▶ **SET PROBLEM**: Turn the part of the records that opens with the line containing "Identify the white coiled" and closes with the line containing "<point>485,242</point>", both lines included, into a numbered list. Leave out any blank lines and include nothing from outside that part.
########
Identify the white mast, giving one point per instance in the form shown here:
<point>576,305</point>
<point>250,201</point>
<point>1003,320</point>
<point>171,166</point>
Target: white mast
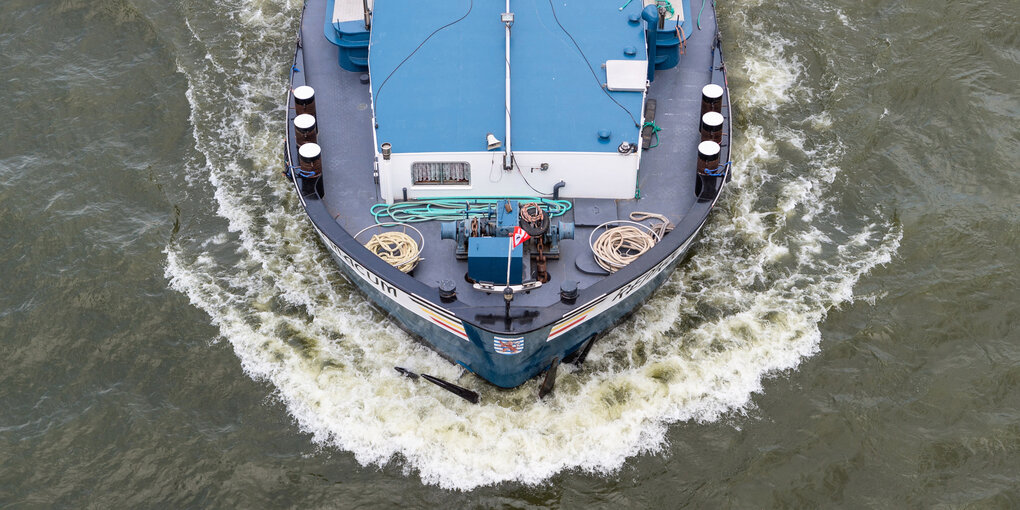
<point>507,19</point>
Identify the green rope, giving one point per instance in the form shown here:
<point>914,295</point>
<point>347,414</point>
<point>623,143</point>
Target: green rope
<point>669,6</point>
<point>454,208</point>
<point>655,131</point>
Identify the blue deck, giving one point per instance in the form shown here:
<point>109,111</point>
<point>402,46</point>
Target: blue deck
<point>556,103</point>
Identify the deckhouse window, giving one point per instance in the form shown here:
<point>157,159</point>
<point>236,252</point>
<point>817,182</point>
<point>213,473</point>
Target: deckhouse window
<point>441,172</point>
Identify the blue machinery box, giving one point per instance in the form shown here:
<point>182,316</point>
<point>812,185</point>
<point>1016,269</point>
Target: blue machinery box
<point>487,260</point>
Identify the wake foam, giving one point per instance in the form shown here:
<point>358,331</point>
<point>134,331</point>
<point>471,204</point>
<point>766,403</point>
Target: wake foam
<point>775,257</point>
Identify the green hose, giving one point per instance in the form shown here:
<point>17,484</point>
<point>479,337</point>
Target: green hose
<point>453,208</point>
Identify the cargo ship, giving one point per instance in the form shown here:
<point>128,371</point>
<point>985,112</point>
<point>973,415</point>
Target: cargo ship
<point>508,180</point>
########
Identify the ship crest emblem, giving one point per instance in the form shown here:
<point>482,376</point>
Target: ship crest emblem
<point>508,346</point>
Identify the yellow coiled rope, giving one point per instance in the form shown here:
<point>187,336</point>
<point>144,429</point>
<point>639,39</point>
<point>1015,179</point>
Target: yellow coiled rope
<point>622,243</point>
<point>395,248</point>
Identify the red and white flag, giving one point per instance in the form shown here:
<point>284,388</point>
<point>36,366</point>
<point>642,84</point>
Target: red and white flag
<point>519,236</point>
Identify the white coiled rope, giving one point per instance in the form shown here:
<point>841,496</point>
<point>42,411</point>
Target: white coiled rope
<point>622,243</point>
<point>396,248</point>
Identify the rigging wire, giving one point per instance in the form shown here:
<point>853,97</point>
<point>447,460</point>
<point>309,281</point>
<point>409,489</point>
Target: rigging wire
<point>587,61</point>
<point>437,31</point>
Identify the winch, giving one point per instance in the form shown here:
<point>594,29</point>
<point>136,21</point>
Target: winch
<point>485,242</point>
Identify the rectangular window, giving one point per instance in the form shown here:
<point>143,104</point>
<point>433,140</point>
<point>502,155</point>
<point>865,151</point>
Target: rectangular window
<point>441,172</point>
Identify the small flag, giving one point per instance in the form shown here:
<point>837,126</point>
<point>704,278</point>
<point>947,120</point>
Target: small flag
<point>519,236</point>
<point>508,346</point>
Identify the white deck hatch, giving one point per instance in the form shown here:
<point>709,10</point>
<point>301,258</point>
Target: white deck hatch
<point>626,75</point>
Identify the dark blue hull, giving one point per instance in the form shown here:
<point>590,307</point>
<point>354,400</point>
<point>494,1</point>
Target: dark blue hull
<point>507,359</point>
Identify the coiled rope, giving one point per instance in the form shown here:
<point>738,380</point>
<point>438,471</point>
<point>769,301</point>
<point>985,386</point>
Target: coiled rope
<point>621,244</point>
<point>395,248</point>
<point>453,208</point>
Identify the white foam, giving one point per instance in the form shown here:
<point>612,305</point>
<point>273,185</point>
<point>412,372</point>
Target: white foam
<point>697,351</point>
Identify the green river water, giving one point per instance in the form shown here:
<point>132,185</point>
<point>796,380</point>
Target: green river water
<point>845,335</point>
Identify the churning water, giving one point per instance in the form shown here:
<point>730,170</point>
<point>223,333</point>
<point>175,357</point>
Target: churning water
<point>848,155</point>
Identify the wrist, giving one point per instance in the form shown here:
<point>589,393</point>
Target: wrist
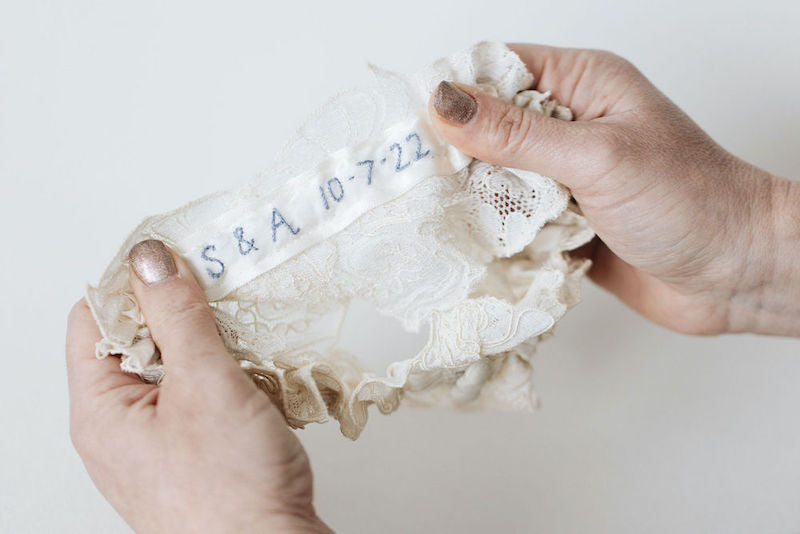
########
▶ **RESPONSE TO THIS TASK**:
1. Identify the white coiled rope, giving one point per instance in the form shown here:
2. <point>841,496</point>
3. <point>42,411</point>
4. Target: white coiled rope
5. <point>622,243</point>
6. <point>396,248</point>
7. Identify the rigging wire, giving one point per instance in the form shown here:
8. <point>853,97</point>
9. <point>447,460</point>
10. <point>309,281</point>
11. <point>409,489</point>
12. Target: rigging wire
13. <point>587,61</point>
14. <point>437,31</point>
15. Identify the winch, giving one point per instance in the form shown here:
16. <point>594,29</point>
17. <point>136,21</point>
18. Target: winch
19. <point>485,242</point>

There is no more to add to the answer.